▶ _SUPPLIED DATA_
· · · ·

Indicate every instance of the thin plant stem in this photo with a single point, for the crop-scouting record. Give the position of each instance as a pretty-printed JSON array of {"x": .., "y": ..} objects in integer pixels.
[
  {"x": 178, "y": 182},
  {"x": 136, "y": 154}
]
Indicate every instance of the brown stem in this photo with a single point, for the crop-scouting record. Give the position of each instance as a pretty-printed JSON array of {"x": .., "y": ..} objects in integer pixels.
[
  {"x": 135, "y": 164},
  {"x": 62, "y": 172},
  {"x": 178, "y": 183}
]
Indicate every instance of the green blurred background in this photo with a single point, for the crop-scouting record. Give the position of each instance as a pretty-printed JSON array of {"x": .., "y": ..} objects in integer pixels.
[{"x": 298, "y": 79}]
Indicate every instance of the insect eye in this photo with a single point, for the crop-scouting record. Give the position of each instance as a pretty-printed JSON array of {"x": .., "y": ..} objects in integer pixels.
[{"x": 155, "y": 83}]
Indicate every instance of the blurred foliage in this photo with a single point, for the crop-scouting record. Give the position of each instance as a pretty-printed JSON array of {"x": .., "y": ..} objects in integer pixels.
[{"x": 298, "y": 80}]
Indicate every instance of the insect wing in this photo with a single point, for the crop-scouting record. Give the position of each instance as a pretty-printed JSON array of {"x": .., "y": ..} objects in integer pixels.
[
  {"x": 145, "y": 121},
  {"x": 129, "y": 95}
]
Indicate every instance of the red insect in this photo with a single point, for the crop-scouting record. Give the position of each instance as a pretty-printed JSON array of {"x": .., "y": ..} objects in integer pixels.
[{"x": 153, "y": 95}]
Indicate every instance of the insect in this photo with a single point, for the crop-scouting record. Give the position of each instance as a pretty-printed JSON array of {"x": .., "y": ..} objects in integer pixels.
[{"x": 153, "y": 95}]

· · · ·

▶ _REQUIREMENT_
Please set down each entry again, word for word.

▶ _COMPLETED EXERCISE_
Indicate every instance of the thin plant stem in this photo with a single point, for the crop-scouting record. Give the position of each instance as a pretty-printed JSON array of {"x": .., "y": ..} objects in integer pixels.
[
  {"x": 178, "y": 182},
  {"x": 136, "y": 154}
]
Indicate every instance of the brown stem in this photo with a single point, for the crop-scouting record. Give the position of each instance as a pretty-printed JSON array of {"x": .., "y": ..} objects in integer pixels.
[
  {"x": 135, "y": 164},
  {"x": 62, "y": 172},
  {"x": 178, "y": 183}
]
Indicate every instance of the green blurred background in this photo with a single point, for the crop-scouting record. Give the position of each instance as a pretty-printed JSON array of {"x": .., "y": ..} objects in integer pixels.
[{"x": 298, "y": 79}]
Indicate every instance of the insect eye in this photo with a single point, for the crop-scouting record. Give the position of each instance as a pretty-printed JSON array of {"x": .., "y": ..} objects in integer pixels.
[{"x": 155, "y": 83}]
Indicate every instance of the blurred foliage in this photo with a single point, for the crop-scouting record. Give the position of each instance as a pretty-printed JSON array of {"x": .., "y": ..} objects in integer pixels.
[{"x": 298, "y": 80}]
Indicate every instance of the insect wing in this photo with a single point, for the crop-scouting record. Give the position of each instance as a pretty-printed JSON array of {"x": .., "y": ..} objects in integer pixels.
[
  {"x": 145, "y": 121},
  {"x": 129, "y": 95}
]
Indicate every instance of the red insect in this photo with a single point, for the crop-scouting record. Give the position of each instance as a pretty-printed JSON array of {"x": .., "y": ..} objects in integer pixels.
[{"x": 153, "y": 95}]
Indicate every instance of the insect in this photo with a single point, for the crop-scouting record. Give the position of each instance as a pretty-printed JSON array of {"x": .., "y": ..} objects in integer pixels.
[{"x": 153, "y": 95}]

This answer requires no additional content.